Broker explains effect migration has on housing

How to house Australia's rising population

Broker explains effect migration has on housing


By Ryan Johnson

While a looming housing crisis casts a shadow, Australia's population growth also presents significant opportunities for a proactive and well-equipped mortgage broking industry, according to a Sydney-based mortgage broker.

On January 24, 2024, Australia reached a new milestone: the ABS population clock ticked over to 27 million.

This came after Australia's population grew by 2.2% to 26.5 million people between March 2022 and March 2023, according to recent ABS data – the highest growth since 2008.

Largely driven by record high net overseas migration after the reopening of international borders, 454,000 people were added to the population in the past year, compared to the pre-COVID decade average of 217,000

But while migration has its economic benefits, namely fuelling GDP growth and keeping Australia out of recession, the necessity to house this population boom brings with it challenges – particularly with housing affordability hitting record lows.

However, it’s not all doom and gloom, according to Alex Veljancevski (pictured above), director of Sydney brokerage Eventus Financial.

“By focusing on client-centricity and embracing evolving demographic dynamics, brokers can do our part and thrive in this exciting, albeit complex, chapter of the nation's story,” Veljancevski said.

Why Australia’s housing crisis could get worse

While net overseas migration is expected to decline back to around pre-pandemic levels over the next couple of years, Australia’s population is still expected to grow over the next decade – at the national, state, capital city and regional levels.

Published in late-December last year, the government’s 2023 Population Statement projected Australia to have 30.9 million people residing in it by June 30, 2034.

“Assuming that this growth will be primarily driven by migration (as it is currently) and an average of 2.5 people per household, Australia will require approximately 1.72 million new homes to accommodate everyone,” said Veljancevski.

Fortunately, the government has a plan – the National Housing Accord, which promises 1.2 million new, well-located homes built in five years starting July 1.

This was agreed by states and territories only last year.

→ **WORK ORDER**
Write what comes next in the article on housing Australia's growing population, picking up right after its last sentence.

→ **DATA EXCERPTS**

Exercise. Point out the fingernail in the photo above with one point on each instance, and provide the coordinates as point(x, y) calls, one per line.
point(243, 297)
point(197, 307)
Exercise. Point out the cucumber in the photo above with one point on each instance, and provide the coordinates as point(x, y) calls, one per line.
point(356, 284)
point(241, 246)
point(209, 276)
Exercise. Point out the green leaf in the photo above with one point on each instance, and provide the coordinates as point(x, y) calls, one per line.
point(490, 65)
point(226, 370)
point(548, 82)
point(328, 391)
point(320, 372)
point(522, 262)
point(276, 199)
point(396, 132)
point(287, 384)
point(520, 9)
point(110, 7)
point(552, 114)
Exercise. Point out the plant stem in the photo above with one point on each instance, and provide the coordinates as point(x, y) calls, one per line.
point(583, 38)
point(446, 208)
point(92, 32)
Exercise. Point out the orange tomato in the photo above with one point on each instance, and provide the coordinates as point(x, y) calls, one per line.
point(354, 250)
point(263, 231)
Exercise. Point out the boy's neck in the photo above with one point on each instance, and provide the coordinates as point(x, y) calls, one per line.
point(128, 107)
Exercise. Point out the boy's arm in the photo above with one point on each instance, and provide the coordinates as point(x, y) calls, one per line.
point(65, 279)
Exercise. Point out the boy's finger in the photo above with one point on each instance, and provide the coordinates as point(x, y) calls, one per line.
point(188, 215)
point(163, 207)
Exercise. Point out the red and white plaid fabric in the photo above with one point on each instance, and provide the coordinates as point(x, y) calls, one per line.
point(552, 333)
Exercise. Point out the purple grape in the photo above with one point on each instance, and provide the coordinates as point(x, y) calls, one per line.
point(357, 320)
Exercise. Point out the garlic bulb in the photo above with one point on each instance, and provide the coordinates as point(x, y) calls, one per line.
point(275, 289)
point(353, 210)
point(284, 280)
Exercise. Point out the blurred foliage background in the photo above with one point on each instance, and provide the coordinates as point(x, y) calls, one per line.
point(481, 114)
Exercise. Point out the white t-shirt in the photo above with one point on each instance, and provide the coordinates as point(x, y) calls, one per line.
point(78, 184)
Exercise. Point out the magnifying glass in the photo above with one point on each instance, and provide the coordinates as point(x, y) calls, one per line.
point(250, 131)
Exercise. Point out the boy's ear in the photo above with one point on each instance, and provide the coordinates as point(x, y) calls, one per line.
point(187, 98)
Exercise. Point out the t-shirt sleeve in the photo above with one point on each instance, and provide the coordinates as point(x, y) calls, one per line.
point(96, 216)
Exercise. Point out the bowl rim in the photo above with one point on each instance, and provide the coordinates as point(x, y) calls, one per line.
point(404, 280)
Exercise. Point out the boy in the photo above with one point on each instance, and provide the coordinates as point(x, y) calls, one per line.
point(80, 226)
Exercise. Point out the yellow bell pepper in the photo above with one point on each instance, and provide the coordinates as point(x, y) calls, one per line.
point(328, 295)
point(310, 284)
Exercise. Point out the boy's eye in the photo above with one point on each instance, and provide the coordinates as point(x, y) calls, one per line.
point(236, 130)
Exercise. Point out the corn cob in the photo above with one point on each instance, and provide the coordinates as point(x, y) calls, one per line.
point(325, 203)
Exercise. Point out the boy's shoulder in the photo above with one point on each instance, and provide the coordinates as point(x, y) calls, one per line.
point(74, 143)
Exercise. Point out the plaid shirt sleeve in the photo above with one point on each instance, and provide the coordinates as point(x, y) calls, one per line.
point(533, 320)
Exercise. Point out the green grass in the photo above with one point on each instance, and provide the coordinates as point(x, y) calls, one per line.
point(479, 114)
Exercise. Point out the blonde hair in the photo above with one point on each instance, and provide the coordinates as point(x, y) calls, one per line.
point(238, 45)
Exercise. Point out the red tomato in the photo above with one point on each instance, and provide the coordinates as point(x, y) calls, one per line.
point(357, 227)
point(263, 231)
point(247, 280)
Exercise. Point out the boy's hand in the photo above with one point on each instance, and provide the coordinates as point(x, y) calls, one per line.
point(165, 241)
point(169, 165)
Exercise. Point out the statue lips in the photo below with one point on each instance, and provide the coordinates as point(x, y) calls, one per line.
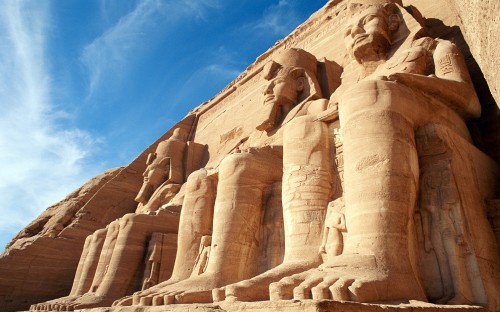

→ **RESPONSE BOX**
Unfortunately, the target is already showing signs of strain, with recent building activity data from the Australian Bureau of Statistics revealing only 174,000 dwellings were completed in the 12 months to September 2023.

“If the target kicked in last year, we would already be 65,000 houses behind,” Veljancevski said.

This shortfall highlights a looming issue: if housing supply continues to lag behind the growing population, it could exacerbate the affordability crisis.

“This would make it increasingly difficult for first home buyers to enter the market, especially in metropolitan areas with high migration inflows,” said Veljancevski.

“Additionally, the rental market is likely to feel the pressure of increased demand. New arrivals often initially opt for rental accommodation, potentially intensifying the current challenges in the rental sector.”

However, it's vital to recognise the positive aspects of migration.

“For instance, net overseas migration can bolster the economy by addressing skill shortages, including those in the construction industry, which, in turn, is crucial for easing the housing supply bottleneck.”

What does this all mean for mortgage brokers?

While there’s not much the mortgage industry can do to increase the housing supply, the expanding population offers mortgage brokers a mix of opportunities and challenges.

“Naturally, there is the potential for business growth, as increased housing demand will likely translate to more clients needing financing,” Veljancevski said.

However, he said lending to new immigrants would also present complexities, including the need to cater to individuals who might lack a substantial credit history in Australia or have a limited understanding of the local property market.

“As always, mortgage brokers who focus on building strong client relationships and providing tailored advice are likely to prosper in this evolving landscape,” Veljancevski said.

"Let others build the homes, and whether we meet the targets or not, we mortgage brokers will be ready to guide the financing when the demand floods in. Housing is Australia's future, and brokers will be its financial navigators."